Reescreva as linhas que começam na que contém "instance: [(220, 323)]" e terminam na que contém "Target: flip flop", trocando "dropping" por "placing" e deixando todo o resto igual.

# Linhas listadas:
═══
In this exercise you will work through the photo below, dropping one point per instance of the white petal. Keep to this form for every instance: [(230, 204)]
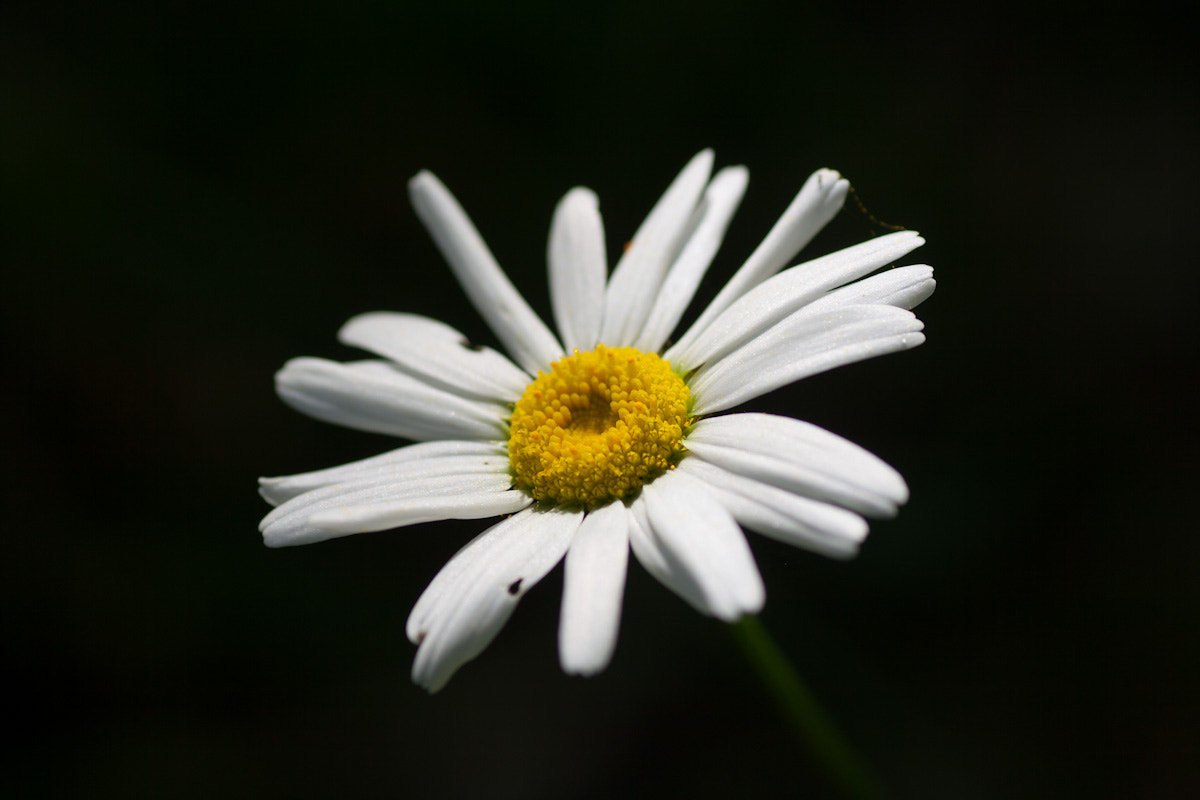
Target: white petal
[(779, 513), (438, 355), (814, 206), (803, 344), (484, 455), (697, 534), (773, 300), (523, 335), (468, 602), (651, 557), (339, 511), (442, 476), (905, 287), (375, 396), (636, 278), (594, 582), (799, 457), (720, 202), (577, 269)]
═══
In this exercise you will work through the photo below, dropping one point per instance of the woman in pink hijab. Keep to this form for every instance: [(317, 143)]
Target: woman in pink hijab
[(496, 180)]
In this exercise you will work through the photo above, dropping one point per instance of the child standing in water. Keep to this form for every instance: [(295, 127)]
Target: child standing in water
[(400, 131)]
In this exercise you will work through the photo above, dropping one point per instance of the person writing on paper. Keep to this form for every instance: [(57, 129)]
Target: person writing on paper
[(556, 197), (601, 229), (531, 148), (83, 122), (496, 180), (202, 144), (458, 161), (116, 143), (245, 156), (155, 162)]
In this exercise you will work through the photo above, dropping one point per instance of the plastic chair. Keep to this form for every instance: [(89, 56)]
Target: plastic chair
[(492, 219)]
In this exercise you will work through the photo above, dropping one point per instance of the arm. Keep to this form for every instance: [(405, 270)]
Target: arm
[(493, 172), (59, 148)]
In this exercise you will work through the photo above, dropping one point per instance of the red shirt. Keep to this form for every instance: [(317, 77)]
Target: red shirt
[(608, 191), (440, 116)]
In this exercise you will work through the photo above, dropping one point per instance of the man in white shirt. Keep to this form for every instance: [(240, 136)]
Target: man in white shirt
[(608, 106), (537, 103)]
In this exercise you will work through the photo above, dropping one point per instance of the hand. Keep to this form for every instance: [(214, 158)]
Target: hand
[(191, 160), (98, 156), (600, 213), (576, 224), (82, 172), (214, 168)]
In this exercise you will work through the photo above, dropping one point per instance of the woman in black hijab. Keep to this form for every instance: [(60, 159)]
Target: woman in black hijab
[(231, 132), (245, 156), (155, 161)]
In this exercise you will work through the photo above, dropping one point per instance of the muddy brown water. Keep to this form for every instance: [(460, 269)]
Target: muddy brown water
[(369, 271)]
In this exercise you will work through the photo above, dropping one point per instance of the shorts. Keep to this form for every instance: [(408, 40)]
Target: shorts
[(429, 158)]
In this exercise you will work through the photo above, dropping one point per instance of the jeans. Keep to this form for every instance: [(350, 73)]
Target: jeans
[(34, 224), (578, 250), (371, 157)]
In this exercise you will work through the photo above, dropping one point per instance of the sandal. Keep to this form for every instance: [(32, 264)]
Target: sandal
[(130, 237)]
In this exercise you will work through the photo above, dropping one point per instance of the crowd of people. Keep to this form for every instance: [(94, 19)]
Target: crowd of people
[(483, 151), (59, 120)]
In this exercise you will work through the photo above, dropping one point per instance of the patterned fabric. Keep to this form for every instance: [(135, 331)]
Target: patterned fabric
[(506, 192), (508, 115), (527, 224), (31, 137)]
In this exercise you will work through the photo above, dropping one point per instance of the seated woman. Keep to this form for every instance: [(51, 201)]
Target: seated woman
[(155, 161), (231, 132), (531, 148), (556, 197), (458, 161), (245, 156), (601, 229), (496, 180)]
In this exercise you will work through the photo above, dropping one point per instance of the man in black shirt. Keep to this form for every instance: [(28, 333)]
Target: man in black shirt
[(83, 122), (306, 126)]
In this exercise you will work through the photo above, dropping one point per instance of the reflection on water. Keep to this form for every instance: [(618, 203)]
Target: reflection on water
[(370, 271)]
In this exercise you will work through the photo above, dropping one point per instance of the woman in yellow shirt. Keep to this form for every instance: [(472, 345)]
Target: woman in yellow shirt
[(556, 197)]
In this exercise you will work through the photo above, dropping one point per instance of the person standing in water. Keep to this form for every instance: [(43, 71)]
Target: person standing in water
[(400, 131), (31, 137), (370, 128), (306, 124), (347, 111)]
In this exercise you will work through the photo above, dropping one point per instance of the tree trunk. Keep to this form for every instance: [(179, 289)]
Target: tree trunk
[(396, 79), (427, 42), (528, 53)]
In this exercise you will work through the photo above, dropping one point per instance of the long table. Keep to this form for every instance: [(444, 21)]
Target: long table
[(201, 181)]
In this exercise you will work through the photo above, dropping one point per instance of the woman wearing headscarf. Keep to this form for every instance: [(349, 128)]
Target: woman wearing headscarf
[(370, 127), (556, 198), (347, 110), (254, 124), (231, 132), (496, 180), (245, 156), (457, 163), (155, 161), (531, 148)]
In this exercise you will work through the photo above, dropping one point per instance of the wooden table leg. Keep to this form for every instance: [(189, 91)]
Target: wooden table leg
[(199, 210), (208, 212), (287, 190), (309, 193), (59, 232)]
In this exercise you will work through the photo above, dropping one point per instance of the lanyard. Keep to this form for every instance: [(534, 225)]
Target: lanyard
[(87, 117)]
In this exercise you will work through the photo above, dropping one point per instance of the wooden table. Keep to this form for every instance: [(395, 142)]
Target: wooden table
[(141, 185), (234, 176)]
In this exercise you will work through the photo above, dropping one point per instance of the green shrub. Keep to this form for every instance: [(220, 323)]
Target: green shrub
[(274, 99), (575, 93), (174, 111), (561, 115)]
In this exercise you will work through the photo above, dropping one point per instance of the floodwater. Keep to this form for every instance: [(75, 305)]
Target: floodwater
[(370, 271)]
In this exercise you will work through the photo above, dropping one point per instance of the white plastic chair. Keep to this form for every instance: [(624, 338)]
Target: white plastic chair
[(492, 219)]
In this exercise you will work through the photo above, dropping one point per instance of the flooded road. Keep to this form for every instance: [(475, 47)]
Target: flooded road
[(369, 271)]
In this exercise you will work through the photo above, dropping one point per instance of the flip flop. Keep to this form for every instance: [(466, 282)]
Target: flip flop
═══
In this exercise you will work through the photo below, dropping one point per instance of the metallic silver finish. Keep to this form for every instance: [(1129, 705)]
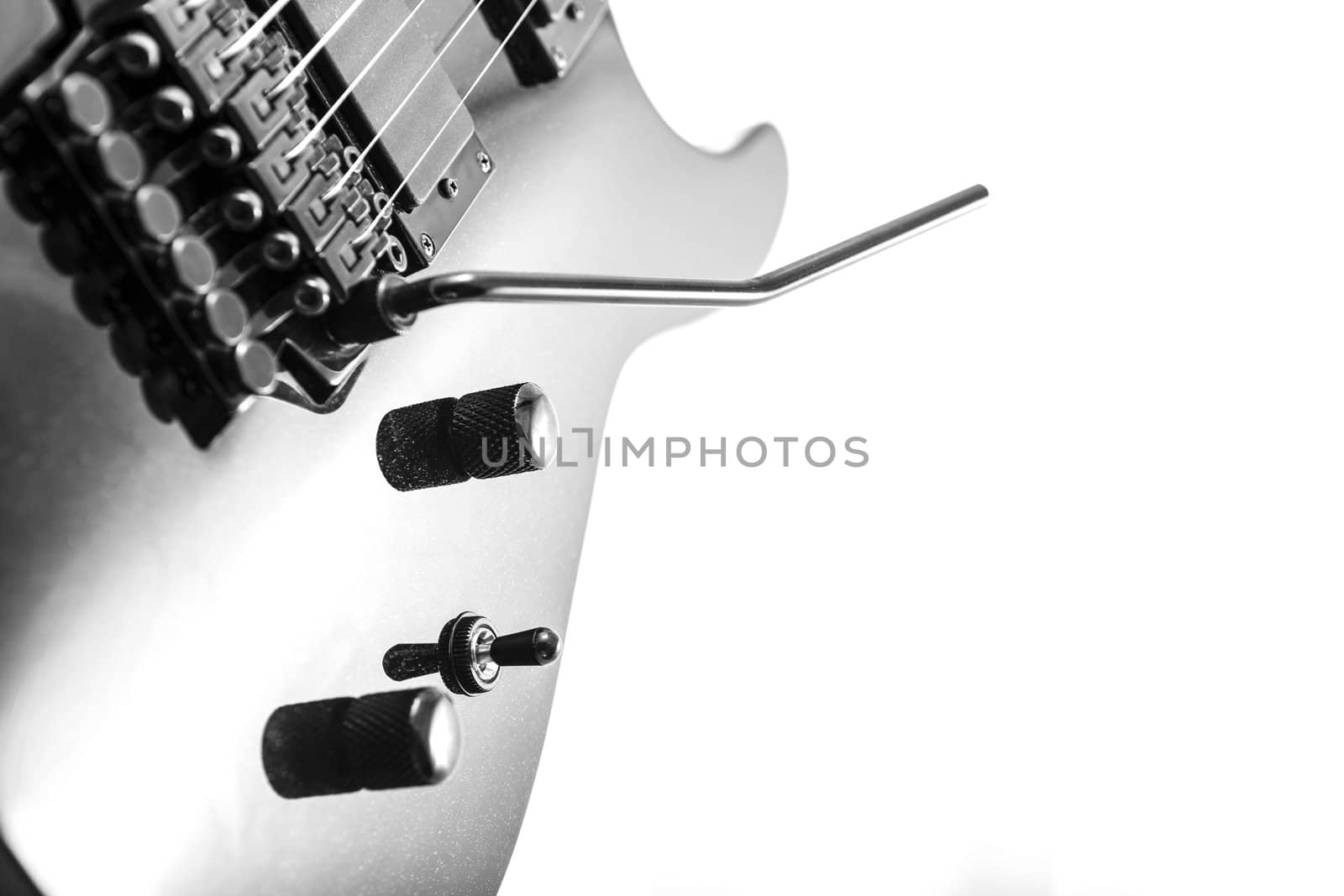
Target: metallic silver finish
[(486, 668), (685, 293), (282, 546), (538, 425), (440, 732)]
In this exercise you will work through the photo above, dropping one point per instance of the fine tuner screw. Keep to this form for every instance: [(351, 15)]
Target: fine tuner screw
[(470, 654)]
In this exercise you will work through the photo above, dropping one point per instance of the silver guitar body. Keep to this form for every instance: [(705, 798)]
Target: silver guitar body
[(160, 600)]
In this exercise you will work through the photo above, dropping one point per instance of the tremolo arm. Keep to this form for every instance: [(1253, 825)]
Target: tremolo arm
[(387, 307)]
═══
# Resposta abaixo:
In this exercise you will work through the photo above, placing one point per instance of the green shrub. Keep to this form for every instance: [(220, 323)]
Target: green shrub
[(274, 99), (575, 93), (174, 111), (561, 115)]
In this exercise you will work through the photo above, placing one point per instance of the floodwater. Keep to this form for every instance: [(75, 305)]
Target: floodwater
[(370, 271)]
In this exercise you will work through the photo above, placing one point per instance of the white plastic chair. Keep to this form for every instance: [(624, 338)]
Target: white plastic chair
[(492, 219)]
In this exercise you will work through the photo above, placing one point per instance of the flooded road. Keep to this form for every instance: [(475, 47)]
Target: flooded road
[(369, 271)]
In this exercise you will work through the photo above, placing one point per instance of the flip flop. Keep to this form for every instance: [(466, 282)]
Target: flip flop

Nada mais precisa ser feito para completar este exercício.